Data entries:
[START]

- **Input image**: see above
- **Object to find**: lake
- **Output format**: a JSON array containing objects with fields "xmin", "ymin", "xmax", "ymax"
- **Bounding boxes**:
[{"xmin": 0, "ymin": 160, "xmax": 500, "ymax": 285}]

[END]
[START]

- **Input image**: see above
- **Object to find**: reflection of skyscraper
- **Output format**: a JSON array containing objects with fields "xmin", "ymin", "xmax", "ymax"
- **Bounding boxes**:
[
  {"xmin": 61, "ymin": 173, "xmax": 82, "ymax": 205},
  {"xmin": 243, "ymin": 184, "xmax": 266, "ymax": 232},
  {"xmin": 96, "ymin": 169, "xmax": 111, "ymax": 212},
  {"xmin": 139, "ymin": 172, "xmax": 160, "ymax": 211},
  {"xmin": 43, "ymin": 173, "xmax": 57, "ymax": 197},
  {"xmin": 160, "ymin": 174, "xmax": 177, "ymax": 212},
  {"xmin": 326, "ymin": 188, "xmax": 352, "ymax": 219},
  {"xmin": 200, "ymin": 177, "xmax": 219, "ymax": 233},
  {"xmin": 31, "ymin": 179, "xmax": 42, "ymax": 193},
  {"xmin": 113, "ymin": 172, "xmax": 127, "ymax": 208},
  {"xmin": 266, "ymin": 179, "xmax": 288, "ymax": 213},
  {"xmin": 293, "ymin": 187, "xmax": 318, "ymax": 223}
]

[END]
[START]

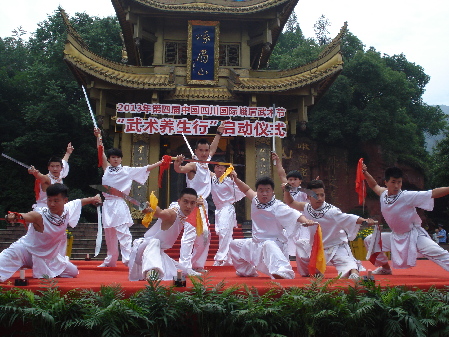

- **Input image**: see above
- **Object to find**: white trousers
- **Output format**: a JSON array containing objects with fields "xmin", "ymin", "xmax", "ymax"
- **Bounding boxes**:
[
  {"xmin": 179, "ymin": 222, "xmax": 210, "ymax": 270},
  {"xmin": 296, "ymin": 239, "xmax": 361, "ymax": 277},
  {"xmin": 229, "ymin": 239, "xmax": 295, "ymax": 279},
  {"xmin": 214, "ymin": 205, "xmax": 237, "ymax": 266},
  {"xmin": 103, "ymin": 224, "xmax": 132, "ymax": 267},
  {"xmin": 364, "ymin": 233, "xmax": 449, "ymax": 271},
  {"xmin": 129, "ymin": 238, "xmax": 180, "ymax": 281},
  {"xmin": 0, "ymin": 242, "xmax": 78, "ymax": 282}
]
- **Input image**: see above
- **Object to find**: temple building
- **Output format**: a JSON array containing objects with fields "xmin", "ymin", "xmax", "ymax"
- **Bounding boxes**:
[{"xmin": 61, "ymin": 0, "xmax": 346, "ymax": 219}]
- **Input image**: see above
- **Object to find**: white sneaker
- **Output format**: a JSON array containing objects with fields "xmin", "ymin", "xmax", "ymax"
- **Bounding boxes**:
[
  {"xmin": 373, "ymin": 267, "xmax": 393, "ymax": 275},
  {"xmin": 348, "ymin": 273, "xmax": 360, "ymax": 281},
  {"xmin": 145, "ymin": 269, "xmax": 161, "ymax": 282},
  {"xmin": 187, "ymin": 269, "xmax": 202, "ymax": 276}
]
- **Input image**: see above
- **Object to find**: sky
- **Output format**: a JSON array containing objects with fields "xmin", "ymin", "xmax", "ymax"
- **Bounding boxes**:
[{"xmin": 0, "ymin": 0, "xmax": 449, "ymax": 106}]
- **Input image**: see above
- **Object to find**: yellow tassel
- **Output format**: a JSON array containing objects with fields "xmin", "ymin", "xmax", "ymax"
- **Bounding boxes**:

[END]

### [What you are asked to do]
List every line of the material that contains the string "white", where letter case must match.

### [Reply]
- **Object to find**: white trousers
- **Object to find**: white sneaker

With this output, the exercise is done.